Instruction. Please repeat the records below exactly, from the line with "overcast sky background" through the end of the records.

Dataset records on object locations
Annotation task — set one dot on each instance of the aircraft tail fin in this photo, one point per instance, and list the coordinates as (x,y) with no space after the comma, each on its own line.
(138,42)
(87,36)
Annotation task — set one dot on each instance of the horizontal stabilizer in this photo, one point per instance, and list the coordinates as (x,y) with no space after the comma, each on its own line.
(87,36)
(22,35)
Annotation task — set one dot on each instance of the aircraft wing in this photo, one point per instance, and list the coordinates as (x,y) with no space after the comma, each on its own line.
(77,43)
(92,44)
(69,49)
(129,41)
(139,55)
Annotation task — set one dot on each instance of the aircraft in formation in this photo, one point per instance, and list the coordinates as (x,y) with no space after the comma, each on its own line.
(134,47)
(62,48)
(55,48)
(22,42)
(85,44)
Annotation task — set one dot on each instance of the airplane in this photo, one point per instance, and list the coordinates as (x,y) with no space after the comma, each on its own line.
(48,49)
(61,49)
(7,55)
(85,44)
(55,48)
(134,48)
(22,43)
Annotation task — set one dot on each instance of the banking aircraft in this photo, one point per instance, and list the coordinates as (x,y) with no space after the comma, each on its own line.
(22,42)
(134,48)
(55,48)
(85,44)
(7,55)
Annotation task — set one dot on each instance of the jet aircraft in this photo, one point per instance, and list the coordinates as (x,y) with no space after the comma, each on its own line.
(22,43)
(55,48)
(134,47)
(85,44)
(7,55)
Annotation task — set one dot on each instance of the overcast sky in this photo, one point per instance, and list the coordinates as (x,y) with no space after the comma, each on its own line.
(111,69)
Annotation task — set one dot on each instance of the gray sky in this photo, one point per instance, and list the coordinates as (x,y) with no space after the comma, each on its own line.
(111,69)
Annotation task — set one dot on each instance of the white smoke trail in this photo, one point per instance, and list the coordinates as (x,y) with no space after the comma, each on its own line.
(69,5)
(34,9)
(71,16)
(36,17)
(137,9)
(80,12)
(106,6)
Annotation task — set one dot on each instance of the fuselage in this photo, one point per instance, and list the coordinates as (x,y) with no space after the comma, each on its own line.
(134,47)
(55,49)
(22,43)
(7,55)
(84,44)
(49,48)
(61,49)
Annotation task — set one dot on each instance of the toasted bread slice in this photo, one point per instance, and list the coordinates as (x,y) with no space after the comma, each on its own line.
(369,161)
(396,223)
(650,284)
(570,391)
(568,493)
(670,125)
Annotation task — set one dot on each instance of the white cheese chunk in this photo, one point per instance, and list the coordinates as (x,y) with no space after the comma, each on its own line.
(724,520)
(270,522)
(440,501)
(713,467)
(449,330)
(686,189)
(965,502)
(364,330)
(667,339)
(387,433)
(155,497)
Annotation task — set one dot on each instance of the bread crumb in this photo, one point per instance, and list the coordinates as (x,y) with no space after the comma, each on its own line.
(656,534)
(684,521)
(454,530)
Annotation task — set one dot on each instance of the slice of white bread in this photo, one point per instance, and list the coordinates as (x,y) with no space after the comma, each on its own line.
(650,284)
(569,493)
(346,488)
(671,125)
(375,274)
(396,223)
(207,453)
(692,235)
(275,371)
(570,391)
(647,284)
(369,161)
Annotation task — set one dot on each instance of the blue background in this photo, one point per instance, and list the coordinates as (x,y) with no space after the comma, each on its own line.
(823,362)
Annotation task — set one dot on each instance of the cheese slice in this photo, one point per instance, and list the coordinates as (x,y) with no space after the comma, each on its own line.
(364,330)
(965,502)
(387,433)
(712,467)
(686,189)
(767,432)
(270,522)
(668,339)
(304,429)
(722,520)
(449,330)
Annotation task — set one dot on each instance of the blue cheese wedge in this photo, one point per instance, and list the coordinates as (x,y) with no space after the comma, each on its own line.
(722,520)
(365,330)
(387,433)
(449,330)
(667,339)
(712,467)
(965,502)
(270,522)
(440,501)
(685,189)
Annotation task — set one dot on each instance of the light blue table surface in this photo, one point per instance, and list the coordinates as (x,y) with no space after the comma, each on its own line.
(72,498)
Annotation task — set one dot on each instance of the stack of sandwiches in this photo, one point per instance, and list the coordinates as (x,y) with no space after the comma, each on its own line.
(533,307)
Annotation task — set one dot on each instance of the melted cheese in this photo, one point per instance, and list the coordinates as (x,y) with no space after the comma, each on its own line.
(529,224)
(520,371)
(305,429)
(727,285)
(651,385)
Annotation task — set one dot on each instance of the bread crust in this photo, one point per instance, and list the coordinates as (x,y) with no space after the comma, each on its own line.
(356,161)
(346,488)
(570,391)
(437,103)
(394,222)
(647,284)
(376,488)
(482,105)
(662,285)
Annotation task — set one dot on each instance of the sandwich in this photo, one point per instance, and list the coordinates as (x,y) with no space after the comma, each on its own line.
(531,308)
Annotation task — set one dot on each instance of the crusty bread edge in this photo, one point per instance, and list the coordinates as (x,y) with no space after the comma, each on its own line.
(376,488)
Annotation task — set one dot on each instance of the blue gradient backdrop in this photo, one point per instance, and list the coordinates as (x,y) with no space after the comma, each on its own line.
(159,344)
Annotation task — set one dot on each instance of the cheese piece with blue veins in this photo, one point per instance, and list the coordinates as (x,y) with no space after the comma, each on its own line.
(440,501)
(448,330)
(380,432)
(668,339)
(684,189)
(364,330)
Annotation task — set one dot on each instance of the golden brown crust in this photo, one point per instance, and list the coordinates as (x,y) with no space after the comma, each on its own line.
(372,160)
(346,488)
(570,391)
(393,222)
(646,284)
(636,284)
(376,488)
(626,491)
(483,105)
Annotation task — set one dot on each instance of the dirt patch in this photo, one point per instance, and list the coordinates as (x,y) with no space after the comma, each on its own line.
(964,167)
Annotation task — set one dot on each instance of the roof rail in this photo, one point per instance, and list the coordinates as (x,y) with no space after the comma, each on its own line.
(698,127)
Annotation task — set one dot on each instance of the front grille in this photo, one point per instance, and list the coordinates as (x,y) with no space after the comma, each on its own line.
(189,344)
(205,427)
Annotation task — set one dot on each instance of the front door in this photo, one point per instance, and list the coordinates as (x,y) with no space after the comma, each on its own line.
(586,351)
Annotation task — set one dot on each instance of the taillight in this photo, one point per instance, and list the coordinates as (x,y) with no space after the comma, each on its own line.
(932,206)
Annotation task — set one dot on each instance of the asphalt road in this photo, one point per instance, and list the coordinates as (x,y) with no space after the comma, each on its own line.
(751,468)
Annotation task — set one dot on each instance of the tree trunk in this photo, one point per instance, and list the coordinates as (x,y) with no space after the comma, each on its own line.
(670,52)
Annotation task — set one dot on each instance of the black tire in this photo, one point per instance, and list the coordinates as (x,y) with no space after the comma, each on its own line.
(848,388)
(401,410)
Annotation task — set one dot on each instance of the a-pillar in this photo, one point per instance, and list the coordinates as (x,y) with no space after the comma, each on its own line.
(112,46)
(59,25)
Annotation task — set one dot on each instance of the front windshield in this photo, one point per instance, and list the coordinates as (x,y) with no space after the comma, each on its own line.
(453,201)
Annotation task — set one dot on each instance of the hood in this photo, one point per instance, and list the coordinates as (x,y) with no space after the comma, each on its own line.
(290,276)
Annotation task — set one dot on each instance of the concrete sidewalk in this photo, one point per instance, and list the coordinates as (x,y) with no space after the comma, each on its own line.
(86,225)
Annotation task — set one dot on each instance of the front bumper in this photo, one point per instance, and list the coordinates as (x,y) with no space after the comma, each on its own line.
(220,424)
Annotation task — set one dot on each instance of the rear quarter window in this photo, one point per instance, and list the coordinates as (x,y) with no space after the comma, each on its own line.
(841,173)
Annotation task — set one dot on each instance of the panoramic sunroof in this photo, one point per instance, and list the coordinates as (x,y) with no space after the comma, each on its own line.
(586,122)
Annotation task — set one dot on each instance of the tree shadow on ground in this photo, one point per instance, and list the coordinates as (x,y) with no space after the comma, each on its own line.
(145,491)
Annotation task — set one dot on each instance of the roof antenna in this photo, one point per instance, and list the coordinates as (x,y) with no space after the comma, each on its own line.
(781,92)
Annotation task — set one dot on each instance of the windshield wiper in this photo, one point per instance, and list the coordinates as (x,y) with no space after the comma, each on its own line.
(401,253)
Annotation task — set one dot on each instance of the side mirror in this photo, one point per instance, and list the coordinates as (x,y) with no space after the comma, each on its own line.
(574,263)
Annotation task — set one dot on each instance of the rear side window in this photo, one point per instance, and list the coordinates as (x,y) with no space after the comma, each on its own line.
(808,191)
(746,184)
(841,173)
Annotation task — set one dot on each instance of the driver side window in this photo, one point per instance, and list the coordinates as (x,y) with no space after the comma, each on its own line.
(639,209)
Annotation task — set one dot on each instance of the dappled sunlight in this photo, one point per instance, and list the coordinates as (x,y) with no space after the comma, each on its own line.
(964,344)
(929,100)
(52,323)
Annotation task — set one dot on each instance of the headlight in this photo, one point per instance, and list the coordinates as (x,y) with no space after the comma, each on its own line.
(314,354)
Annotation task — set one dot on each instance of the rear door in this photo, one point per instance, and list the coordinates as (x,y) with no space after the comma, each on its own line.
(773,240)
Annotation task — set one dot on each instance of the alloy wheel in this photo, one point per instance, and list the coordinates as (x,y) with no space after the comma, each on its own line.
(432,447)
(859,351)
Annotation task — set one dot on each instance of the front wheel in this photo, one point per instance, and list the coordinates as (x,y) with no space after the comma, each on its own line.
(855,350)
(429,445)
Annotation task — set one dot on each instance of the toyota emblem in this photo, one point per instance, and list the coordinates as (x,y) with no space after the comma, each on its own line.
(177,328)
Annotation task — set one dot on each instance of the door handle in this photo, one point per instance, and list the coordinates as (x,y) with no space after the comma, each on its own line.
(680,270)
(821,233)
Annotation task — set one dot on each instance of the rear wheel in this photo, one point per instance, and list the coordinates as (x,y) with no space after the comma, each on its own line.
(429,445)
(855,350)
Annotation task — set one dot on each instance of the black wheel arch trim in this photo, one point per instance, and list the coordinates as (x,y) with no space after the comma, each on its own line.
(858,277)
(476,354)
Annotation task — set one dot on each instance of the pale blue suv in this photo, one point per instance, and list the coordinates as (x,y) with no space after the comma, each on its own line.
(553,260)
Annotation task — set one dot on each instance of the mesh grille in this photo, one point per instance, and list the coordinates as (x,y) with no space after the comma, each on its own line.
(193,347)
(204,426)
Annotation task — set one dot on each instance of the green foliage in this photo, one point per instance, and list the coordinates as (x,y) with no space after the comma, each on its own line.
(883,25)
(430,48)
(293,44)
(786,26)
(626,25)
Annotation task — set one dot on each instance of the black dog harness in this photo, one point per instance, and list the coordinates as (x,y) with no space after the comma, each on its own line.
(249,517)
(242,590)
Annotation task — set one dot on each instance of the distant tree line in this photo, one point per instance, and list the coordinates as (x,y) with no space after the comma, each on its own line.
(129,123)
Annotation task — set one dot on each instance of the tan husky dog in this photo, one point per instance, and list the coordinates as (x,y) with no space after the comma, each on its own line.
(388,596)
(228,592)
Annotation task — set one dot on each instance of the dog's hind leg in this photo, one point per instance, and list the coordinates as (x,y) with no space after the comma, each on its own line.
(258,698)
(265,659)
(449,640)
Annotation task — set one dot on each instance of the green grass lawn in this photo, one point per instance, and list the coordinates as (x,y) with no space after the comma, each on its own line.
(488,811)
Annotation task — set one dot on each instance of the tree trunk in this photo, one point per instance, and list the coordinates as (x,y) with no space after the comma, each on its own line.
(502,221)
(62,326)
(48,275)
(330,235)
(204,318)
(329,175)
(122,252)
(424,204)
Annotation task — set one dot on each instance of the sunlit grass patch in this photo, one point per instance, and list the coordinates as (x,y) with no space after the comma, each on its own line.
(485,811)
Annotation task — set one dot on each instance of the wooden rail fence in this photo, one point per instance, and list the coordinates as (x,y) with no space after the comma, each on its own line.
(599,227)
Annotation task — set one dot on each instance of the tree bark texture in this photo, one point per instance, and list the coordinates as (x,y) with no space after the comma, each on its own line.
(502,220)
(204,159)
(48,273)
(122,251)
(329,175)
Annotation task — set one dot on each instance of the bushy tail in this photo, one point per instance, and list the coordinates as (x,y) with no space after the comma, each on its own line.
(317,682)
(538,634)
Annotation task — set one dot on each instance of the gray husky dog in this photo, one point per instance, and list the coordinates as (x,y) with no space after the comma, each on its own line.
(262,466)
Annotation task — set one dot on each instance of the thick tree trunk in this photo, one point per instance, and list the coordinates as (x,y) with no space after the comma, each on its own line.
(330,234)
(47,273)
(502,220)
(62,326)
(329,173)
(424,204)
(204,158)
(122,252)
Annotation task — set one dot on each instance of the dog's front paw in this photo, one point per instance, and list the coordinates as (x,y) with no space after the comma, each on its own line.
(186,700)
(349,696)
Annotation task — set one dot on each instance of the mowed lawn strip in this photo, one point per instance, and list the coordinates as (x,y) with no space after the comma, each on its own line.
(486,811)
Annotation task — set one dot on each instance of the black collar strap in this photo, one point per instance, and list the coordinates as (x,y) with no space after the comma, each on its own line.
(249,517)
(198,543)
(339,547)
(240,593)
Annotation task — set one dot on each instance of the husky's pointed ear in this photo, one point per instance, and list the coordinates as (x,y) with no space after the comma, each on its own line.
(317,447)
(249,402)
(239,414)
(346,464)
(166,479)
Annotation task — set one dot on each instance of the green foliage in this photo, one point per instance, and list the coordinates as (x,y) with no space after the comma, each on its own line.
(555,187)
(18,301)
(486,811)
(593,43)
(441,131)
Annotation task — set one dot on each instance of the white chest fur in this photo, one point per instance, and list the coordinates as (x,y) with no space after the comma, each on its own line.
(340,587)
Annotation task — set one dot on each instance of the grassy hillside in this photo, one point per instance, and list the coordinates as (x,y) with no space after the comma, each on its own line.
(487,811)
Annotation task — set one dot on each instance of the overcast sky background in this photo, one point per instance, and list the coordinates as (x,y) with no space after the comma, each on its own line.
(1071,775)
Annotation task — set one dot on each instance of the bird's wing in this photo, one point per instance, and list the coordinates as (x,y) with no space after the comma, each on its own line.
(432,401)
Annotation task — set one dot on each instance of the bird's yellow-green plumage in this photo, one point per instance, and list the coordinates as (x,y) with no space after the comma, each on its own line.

Final answer.
Annotation task — set one dot on each instance of the overcast sky background in this photo, one point per instance, and list the coordinates as (x,y) with no space after the comma, each on its own line.
(1071,775)
Annotation task — set one dot on each instance of the bird's wing in this photo, one point per instance, and list the coordinates as (x,y) with no space after the comma, each on its own line.
(432,401)
Annotation task — set one dot on each instance of the bird's yellow-green plumage in this photo, one point per instance, and list the coordinates as (x,y) with no space after the comma, each on its own line.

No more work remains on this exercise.